What the task asks> List, copied in full, every line of the entries below that contains the string "white".

(Entries from a data collection)
☆ ☆ ☆ ☆ ☆ ☆ ☆
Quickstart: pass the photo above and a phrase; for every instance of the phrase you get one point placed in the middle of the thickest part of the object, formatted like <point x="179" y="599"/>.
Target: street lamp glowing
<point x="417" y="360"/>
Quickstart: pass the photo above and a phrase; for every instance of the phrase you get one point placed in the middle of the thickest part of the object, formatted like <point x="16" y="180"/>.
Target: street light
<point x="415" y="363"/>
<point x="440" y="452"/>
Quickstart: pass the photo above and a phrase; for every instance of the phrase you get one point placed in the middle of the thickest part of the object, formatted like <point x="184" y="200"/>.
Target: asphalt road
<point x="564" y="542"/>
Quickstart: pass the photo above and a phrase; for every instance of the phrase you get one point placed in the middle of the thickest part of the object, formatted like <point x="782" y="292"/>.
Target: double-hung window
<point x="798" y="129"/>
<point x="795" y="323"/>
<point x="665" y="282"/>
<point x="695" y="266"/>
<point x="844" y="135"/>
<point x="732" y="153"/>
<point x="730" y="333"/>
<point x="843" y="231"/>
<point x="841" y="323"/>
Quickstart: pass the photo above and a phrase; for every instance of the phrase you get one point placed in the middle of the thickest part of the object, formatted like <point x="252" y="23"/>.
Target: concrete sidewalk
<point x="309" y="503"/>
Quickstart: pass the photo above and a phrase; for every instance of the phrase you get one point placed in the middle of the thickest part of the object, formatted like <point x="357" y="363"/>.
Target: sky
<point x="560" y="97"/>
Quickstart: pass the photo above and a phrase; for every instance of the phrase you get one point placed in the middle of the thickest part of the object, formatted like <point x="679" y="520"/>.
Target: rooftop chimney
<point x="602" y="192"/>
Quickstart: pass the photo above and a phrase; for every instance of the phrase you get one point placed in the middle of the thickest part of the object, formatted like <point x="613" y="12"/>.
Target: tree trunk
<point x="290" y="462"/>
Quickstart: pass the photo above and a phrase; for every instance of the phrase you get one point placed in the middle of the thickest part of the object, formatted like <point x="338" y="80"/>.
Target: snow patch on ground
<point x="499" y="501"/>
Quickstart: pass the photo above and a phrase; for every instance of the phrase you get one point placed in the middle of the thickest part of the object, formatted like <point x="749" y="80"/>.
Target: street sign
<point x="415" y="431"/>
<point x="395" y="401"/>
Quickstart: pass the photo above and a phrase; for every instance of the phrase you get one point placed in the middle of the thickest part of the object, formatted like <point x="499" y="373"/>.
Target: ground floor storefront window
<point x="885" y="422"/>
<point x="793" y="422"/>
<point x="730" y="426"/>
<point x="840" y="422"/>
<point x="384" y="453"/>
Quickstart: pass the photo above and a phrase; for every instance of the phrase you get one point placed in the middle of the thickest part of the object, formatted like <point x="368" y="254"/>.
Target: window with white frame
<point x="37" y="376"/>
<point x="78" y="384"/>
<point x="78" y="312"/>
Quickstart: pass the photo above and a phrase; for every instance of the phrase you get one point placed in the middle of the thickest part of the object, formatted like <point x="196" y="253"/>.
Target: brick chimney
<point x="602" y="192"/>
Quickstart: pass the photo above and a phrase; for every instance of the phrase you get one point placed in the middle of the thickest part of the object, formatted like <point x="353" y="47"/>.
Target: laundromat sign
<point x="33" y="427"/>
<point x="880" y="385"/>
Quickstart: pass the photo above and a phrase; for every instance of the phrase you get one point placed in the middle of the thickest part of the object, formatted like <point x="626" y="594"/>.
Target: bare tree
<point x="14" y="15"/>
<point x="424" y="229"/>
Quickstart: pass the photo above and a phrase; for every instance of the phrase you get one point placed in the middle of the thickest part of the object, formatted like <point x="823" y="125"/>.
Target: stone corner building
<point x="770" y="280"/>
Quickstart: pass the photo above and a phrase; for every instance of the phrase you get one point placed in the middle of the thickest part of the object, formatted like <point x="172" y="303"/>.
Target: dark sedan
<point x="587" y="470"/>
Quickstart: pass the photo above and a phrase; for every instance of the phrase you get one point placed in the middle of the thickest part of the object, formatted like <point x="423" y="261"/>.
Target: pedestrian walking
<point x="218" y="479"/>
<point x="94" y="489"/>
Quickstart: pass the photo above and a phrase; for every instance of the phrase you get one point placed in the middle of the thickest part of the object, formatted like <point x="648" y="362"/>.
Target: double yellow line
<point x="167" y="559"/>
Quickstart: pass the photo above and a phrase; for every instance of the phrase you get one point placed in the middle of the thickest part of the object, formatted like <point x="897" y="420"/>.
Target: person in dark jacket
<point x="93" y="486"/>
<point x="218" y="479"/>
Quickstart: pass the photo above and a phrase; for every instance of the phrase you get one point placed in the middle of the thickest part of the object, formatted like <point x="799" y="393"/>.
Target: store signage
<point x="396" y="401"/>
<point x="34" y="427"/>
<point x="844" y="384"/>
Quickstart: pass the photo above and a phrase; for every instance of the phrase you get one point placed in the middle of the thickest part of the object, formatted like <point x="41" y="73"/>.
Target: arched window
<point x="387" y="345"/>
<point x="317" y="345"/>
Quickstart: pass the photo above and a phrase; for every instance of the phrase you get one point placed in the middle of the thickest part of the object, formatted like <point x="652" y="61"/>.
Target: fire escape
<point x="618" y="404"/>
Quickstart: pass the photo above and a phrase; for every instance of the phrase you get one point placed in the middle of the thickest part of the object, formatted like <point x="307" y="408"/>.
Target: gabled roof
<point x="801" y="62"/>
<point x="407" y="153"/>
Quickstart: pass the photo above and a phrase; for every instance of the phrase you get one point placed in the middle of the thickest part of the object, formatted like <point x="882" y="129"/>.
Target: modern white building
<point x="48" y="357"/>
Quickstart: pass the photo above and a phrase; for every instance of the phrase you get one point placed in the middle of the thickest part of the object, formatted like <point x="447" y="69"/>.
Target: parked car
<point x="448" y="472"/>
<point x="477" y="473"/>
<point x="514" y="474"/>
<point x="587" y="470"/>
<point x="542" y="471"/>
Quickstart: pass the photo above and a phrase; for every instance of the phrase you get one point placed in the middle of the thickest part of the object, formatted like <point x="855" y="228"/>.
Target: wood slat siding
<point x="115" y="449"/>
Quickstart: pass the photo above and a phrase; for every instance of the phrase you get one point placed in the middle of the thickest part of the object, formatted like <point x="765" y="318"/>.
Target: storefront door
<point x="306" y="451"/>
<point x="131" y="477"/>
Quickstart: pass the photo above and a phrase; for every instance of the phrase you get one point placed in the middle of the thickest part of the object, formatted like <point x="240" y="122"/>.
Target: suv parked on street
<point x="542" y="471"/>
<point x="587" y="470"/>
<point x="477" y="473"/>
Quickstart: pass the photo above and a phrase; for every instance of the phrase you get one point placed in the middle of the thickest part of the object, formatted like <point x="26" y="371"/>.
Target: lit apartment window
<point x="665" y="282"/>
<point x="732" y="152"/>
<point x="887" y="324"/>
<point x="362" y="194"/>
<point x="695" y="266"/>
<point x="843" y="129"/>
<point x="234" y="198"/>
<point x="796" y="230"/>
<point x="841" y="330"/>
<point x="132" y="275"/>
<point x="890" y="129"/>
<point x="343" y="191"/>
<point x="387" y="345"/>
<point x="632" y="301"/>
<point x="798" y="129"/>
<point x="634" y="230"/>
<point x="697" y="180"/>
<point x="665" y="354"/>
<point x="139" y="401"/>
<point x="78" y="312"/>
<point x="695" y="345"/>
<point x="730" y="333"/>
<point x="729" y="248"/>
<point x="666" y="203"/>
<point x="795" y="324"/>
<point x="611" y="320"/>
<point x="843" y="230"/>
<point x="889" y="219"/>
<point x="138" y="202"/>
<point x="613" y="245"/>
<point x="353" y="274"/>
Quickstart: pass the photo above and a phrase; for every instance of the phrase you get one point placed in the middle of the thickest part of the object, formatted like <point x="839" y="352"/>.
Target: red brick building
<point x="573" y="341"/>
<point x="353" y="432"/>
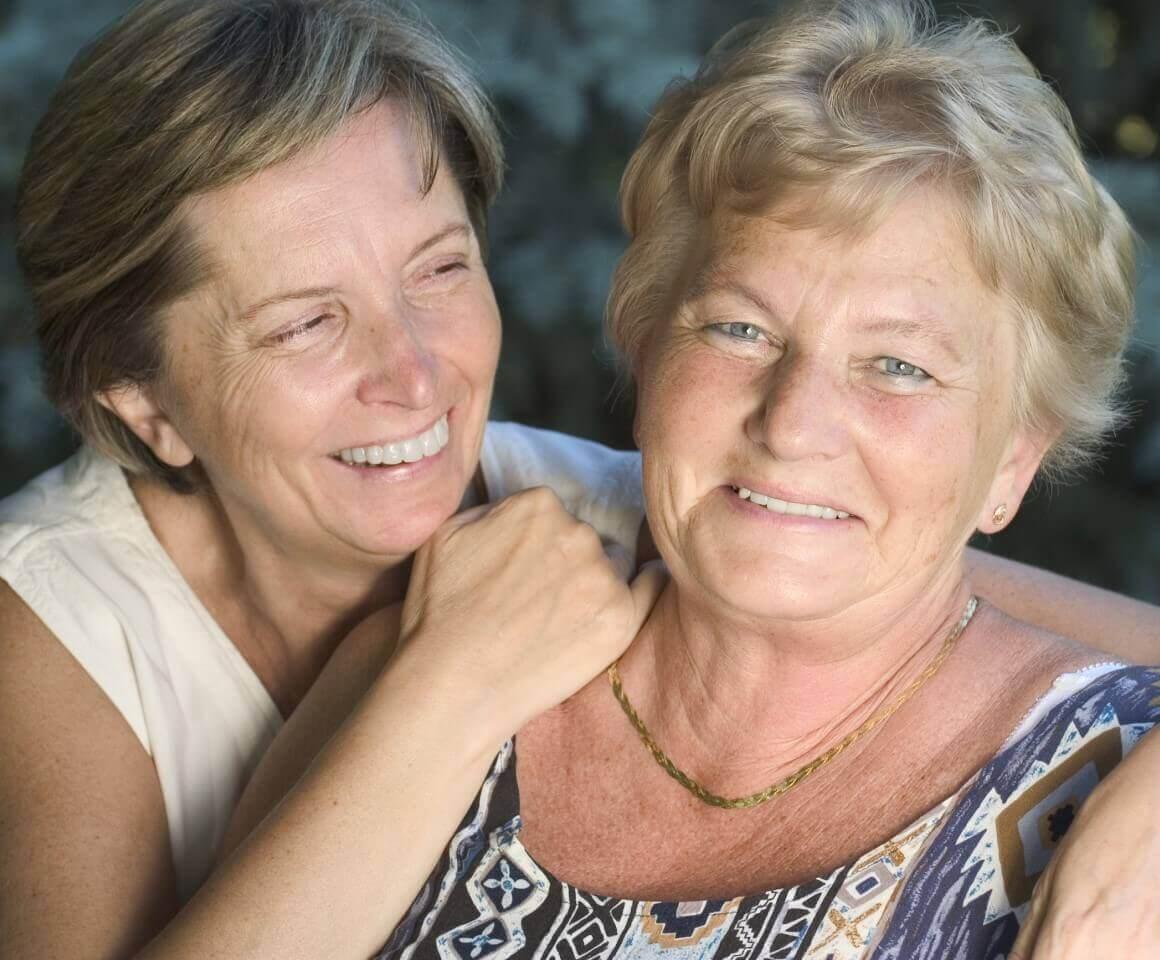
☆ ☆ ☆ ☆ ☆ ☆ ☆
Task answer>
Target: window with white frame
Target: modern white building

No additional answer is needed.